* [EXERCISE] Output the material beneath exactly, leaving nothing out.

[Stored records]

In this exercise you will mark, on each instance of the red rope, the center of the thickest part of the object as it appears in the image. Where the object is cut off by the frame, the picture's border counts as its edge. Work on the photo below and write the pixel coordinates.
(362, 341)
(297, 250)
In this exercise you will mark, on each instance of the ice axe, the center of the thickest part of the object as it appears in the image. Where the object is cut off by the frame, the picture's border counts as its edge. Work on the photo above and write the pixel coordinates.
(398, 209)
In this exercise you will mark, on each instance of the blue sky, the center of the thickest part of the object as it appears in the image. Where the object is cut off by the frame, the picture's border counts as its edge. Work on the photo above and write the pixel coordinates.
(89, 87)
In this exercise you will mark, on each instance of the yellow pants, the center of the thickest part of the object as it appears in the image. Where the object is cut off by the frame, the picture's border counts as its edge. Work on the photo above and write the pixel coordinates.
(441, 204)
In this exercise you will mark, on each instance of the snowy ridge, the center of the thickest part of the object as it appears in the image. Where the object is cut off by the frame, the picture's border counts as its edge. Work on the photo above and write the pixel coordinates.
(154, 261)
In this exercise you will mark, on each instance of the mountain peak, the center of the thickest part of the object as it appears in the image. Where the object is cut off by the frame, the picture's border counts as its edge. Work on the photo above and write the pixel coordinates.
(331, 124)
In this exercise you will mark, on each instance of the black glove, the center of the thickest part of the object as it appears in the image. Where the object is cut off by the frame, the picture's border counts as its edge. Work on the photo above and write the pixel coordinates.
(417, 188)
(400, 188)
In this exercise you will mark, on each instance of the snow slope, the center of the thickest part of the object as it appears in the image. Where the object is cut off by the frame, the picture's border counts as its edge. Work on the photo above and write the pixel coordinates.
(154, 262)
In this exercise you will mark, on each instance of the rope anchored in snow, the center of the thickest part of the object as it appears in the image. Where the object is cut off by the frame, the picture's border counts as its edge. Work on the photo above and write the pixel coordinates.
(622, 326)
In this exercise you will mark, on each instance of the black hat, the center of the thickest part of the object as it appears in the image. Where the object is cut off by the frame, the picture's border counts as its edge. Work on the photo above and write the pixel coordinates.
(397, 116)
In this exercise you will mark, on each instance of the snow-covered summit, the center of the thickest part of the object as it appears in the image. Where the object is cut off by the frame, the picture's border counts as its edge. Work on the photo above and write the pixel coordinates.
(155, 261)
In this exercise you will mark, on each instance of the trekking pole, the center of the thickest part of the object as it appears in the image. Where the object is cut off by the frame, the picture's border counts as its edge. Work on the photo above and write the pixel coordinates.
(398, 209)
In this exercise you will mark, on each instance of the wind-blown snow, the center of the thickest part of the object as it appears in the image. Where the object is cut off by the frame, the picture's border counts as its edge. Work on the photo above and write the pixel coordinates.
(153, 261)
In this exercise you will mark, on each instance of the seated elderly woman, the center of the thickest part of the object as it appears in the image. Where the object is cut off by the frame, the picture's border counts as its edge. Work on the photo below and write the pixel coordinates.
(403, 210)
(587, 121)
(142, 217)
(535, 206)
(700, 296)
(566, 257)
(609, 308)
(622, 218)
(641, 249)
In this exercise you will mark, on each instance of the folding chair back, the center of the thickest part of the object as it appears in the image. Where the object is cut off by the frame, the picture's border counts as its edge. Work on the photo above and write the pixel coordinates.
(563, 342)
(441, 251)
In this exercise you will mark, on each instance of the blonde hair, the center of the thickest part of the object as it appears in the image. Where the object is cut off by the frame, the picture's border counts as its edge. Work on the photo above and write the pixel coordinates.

* [COMPLETED EXERCISE]
In this exercise you will mark, on each instance of the red rope, the center of the thickest part of the object as it appears in the image. Where the object is cut off by the frame, the picture's border counts as its edge. Work on the photo below and write the pixel coordinates.
(362, 341)
(297, 250)
In this exercise you will mark, on each instance of the ice axe, the center of the thickest part of the object as it appears in the image. Where the object is cut off by the frame, the picture's border counts as its edge. Work on the photo above and write the pixel coordinates.
(398, 209)
In this exercise you will mark, on each instance of the blue sky, the center of the thickest part of the object as it appears in the image. Where the object is cut off by the frame, the picture's border counts as its edge. Work on the photo above and write the pixel coordinates.
(89, 87)
In this exercise you will mark, on each instance of the yellow pants, the center of the thickest part of the object as it appears in the image. Where the object is cut off by the frame, the picture's border counts as its edge. Work on the photo above and write the pixel coordinates.
(441, 204)
In this exercise you will mark, on each instance of the snowy ridge, the center of the thickest part of the object as it appears in the image. Where the object is cut off by the frame, the picture's border counts as its edge. Work on the photo above and write the pixel coordinates.
(154, 261)
In this exercise you will mark, on each instance of the mountain peak, the center of the thickest part of the object as it appears in the image. Where the object is cut off by the frame, the picture's border counts as its edge. Work on the photo above and write the pixel coordinates.
(331, 124)
In this exercise you will mark, on each instance of the black glove, the center of the thickest part of the object as it appears in the image. Where the object is cut off by the frame, the picture's border counts as its edge. Work on the photo above and write the pixel coordinates.
(417, 188)
(400, 188)
In this exercise you will mark, on each instance of the snow slope, the center of the thickest part of the object as it appears in the image. Where the object is cut off by the frame, the picture's border counts as its edge. Work on the photo above and write the pixel coordinates.
(154, 262)
In this exercise you will mark, on each instance of the rope anchored in snow, the center of the thickest part of the object as it appears in the image. Where the object is cut off by the frame, the picture's border counts as its edge. Work on the photo above and write the pixel coordinates.
(622, 326)
In this exercise you will mark, on each instance of the black hat, the center of the thickest part of the object as it appears in the image. Where the object is cut off by the frame, the picture's border counts as its edge. Work on the photo above and write the pixel coordinates.
(397, 116)
In this exercise you will mark, on each instance of the snow-covered summit, the center of the thickest part of the object as it appears in the image. Where the object is cut off by the frame, the picture's border counts as its edge. Work on the photo above and write the pixel coordinates.
(155, 261)
In this exercise you will mark, on each instance of the trekking pole, the center of the thickest part of the object as it appears in the image. Where the object is cut off by the frame, the picture's border counts as its edge. Work on the photo above and write the pixel coordinates.
(398, 209)
In this exercise you will mark, on each instance of the wind-blown snow, the center of the thickest part of the object as it appears in the image. Where the object is cut off by the frame, the picture's border counts as its edge. Work on the photo above and write the pixel coordinates.
(153, 261)
In this exercise you will mark, on each instance of the seated elderly woman, the center of the thickest part of the object as it appears in the image. Where the object is cut off by the frame, the picture's border counts as its edge. Work on the photo below and write the pixel coordinates.
(403, 210)
(587, 121)
(142, 217)
(535, 206)
(700, 296)
(566, 257)
(609, 308)
(622, 218)
(641, 249)
In this exercise you will mark, on each instance of the folding chair back, the center of the thickest part of the object as it appears in the image. Where the object is cut off by the frame, the picture's border counts as its edge. Work on the photo above and write the pixel coordinates.
(563, 342)
(441, 251)
In this exercise you will mark, on each instance of the blonde hair, the center of the thickest part of the object as it appears in the image. Where the object is cut off by the frame, the picture's border counts as its edge. Work on the photo above and write the pixel coordinates.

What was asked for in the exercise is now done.